* Exercise brief: Repeat what the lines below say, word for word, and skip every image.

Region pointing data
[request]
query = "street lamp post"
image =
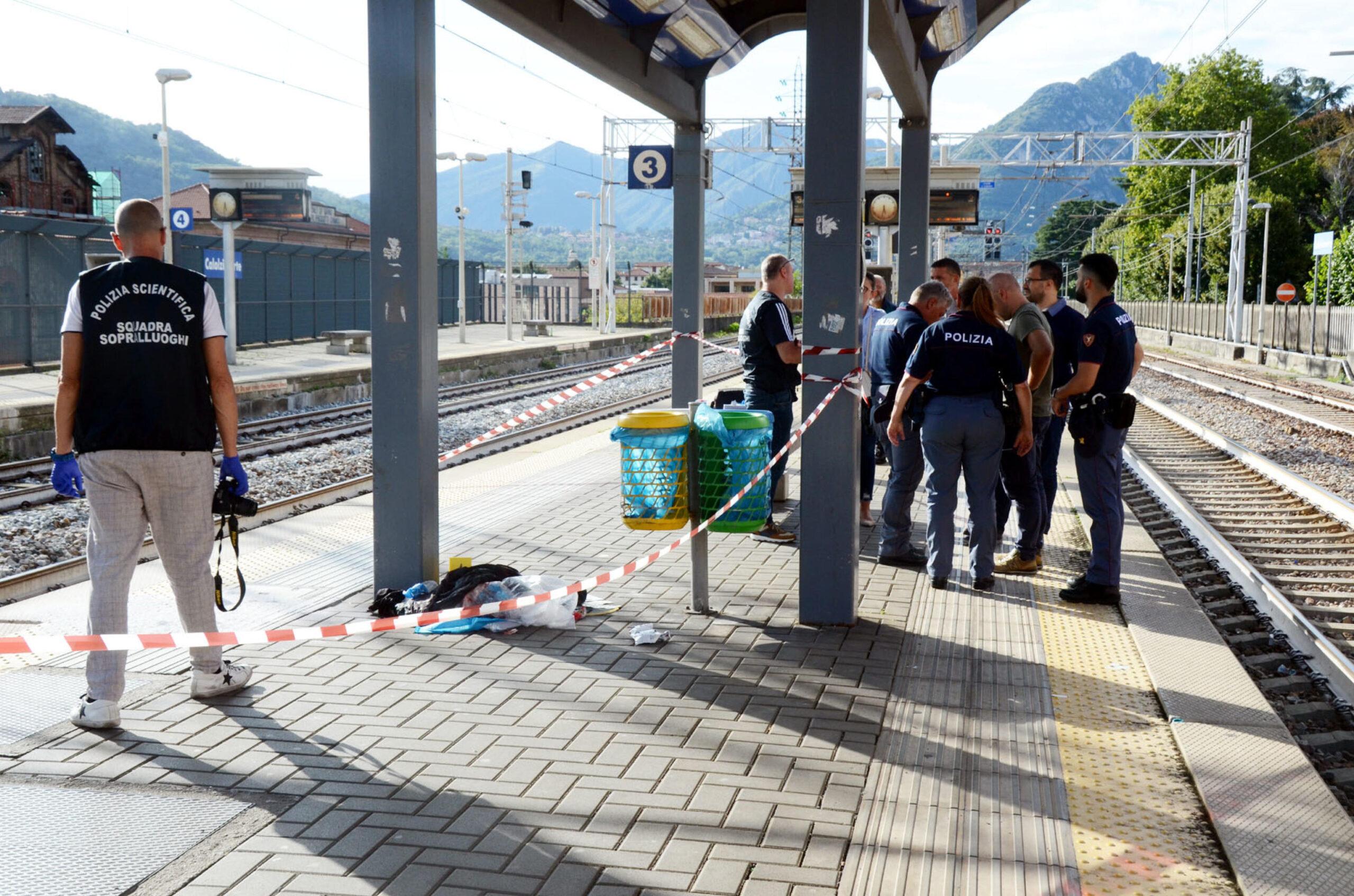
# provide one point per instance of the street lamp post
(593, 199)
(461, 226)
(1260, 332)
(164, 76)
(1170, 288)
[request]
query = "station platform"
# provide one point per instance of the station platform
(949, 742)
(298, 375)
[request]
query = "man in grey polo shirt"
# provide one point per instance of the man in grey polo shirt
(1020, 475)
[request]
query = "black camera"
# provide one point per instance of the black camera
(225, 503)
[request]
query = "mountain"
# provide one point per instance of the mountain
(1096, 103)
(748, 210)
(103, 143)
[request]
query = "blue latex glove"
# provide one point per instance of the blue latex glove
(67, 479)
(231, 467)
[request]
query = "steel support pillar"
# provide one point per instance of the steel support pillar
(833, 194)
(688, 305)
(913, 209)
(404, 291)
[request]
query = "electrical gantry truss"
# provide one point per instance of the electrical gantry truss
(1050, 151)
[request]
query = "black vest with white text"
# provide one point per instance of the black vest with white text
(143, 377)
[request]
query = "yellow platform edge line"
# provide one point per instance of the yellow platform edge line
(1138, 822)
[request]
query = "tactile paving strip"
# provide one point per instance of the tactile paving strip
(37, 699)
(1138, 822)
(98, 841)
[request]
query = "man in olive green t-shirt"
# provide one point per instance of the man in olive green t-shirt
(1020, 477)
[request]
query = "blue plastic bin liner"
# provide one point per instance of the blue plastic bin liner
(457, 626)
(711, 421)
(649, 484)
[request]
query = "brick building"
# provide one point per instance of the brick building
(38, 175)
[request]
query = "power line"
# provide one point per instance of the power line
(301, 34)
(171, 48)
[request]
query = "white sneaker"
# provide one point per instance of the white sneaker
(97, 714)
(226, 680)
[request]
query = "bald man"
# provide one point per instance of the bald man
(143, 394)
(1021, 478)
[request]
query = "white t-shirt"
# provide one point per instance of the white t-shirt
(212, 324)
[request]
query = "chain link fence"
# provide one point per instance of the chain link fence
(286, 293)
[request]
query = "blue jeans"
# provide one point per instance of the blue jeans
(782, 407)
(1097, 475)
(905, 474)
(1023, 482)
(962, 432)
(1048, 467)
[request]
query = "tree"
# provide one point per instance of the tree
(1218, 94)
(1307, 97)
(661, 279)
(1066, 233)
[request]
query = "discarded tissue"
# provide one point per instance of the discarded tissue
(645, 634)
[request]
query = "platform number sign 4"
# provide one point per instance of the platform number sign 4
(651, 168)
(180, 218)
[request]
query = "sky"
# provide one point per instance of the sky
(285, 83)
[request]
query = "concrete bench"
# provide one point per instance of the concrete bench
(344, 341)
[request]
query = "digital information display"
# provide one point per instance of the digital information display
(954, 208)
(881, 208)
(272, 205)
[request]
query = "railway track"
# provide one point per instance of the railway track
(74, 570)
(1304, 405)
(23, 482)
(1285, 542)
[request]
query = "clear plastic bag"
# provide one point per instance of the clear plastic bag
(553, 614)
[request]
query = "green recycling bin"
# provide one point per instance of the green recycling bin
(734, 446)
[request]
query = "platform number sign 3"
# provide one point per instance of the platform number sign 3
(651, 168)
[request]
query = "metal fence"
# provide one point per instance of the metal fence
(1312, 329)
(286, 293)
(554, 303)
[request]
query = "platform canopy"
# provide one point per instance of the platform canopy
(661, 52)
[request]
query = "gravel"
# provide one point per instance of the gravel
(1321, 455)
(53, 532)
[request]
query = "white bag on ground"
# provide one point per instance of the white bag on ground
(554, 614)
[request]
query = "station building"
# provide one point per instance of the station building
(40, 177)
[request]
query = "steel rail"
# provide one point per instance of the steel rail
(74, 570)
(487, 392)
(1258, 552)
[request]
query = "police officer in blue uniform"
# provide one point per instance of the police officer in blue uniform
(891, 344)
(1099, 414)
(963, 361)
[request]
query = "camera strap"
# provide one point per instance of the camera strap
(232, 524)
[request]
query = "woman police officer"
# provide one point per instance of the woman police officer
(962, 363)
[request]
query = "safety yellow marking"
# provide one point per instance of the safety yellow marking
(1137, 819)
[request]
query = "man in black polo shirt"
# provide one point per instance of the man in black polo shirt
(144, 389)
(771, 367)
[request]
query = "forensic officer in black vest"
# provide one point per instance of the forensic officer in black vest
(963, 362)
(891, 344)
(1099, 419)
(143, 394)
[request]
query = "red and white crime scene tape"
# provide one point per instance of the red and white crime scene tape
(64, 643)
(560, 399)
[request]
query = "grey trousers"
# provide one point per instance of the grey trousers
(172, 492)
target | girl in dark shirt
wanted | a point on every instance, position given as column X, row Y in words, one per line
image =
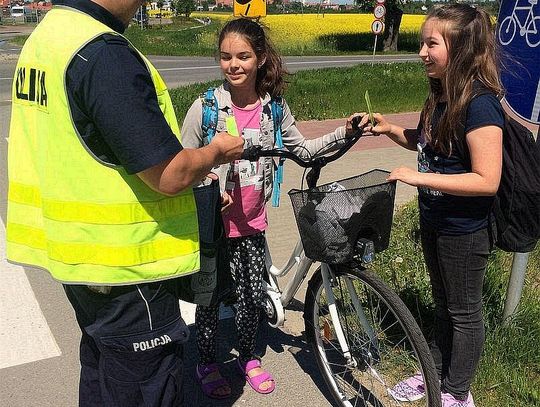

* Exercise answer:
[request]
query = "street lamp post"
image =
# provide one point per instance of the street lamp post
(593, 199)
(461, 226)
(1260, 332)
(164, 76)
(1170, 288)
[request]
query = "station platform"
# provide one point per instance of the station platform
(949, 742)
(298, 375)
[request]
query = "man in grey polo shirt"
# provide one point per instance of the man in grey polo shirt
(1020, 475)
[request]
query = "black camera"
# provide one point per instance of the black camera
(225, 503)
[request]
query = "mountain"
# provide one point per instance of the mountain
(1096, 103)
(748, 210)
(103, 143)
[request]
query = "blue latex glove"
# provide one point per instance of the blue latex glove
(67, 479)
(231, 467)
[request]
query = "steel support pillar"
# provide one point per instance of the steel support pillar
(833, 194)
(688, 305)
(913, 209)
(404, 291)
[request]
query = "electrical gantry truss"
# provide one point per instance of the electrical gantry truss
(1050, 151)
[request]
query = "black vest with white text"
# provide one point per instance of the black vest with white text
(143, 377)
[request]
query = "yellow platform edge line"
# provide one point per instance of the yellow platform edge line
(1138, 822)
[request]
query = "tactile paving strip"
# provide one point per instance of the tactile paving strip
(37, 699)
(1138, 822)
(98, 841)
[request]
query = "man in olive green t-shirt"
# provide one point per instance of the man in olive green t-shirt
(1020, 477)
[request]
query = "blue plastic bin liner"
# provide one point per instance of the blue plastic bin liner
(457, 626)
(711, 421)
(649, 484)
[request]
query = "brick building"
# provide one point per instance of the brick building
(38, 175)
[request]
query = "power line"
# provide one point per instance of the power line
(301, 34)
(171, 48)
[request]
query = "white sneaker"
# provide one point per instance of the white sneaker
(97, 714)
(226, 680)
[request]
query = "bald man"
# provide one point per instance of the bald man
(143, 394)
(1021, 478)
[request]
query = "white t-shirt"
# provide one point per instance of the white t-shirt
(212, 324)
[request]
query = "chain link fence"
# provide one point per instance of the chain link fence
(286, 293)
[request]
query = "blue jeans"
# provide one point per instance of the blue jeans
(782, 407)
(1097, 475)
(905, 474)
(1023, 482)
(962, 432)
(1048, 467)
[request]
query = "tree"
# provide one point per instance of the tree
(1218, 94)
(1307, 97)
(661, 279)
(1066, 233)
[request]
query = "discarded tissue"
# provide one point per instance of the discarded tissue
(645, 634)
[request]
query = "platform number sign 4"
# provide one point per instance of the platform number sign 4
(651, 168)
(180, 218)
[request]
query = "sky"
# provide one point per instance of the sky
(285, 83)
[request]
query = "concrete bench"
# provide one point per instance of the concrete bench
(344, 341)
[request]
query = "digital information display"
# provide one point per instance of the digital information display
(954, 208)
(881, 208)
(272, 205)
[request]
query = "railway track"
# provide one point per instance of the railway track
(74, 570)
(1304, 405)
(23, 482)
(1285, 542)
[request]
query = "clear plastic bag"
# provide one point per instance of the clear plastic bag
(553, 614)
[request]
query = "green recycling bin"
# provide one point per instance of the green recycling bin
(734, 446)
[request]
query = "platform number sign 3"
# provide one point per instance of the platform number sign 3
(651, 168)
[request]
query = "metal fence"
# provide one point per instance of the metal fence
(1312, 329)
(286, 293)
(554, 303)
[request]
query = "platform canopy"
# provide one point per instance of the platform canopy
(661, 52)
[request]
query = "gravel"
# provide one point per instance of the gravel
(1321, 455)
(53, 532)
[request]
query = "white bag on ground"
# provide one point per instance of the white bag on ground
(554, 614)
[request]
query = "station building"
# provide one point per instance of the station building
(40, 177)
[request]
query = "steel rail"
# provide one point per instance of the steel rail
(74, 570)
(487, 392)
(1258, 552)
[request]
query = "police officer in blue uniform"
# provide one point per instance of the police officer in blue uniform
(891, 344)
(1099, 414)
(963, 361)
[request]
query = "camera strap"
# provide one point per instance of the camera strap
(232, 524)
[request]
query = "woman police officer"
# provide one point per instance of the woman police officer
(962, 363)
[request]
query = "safety yellow marking"
# provide one point per instance of the safety yellow marking
(1137, 819)
[request]
query = "man in black polo shirt"
# provide one point per instance of the man in black polo shirt
(144, 389)
(771, 367)
[request]
query = "forensic officer in black vest"
# provide one point per instance of the forensic officer in black vest
(963, 362)
(891, 344)
(1099, 419)
(143, 394)
[request]
query = "red and white crime scene tape"
# provide one point per instance of the red and white crime scene tape
(64, 643)
(560, 399)
[request]
query = "grey trousers"
# provide one point per instance of the grey trousers
(172, 492)
target | girl in dark shirt
wanted | a point on every instance, position given as column X, row Y in words, one per line
image =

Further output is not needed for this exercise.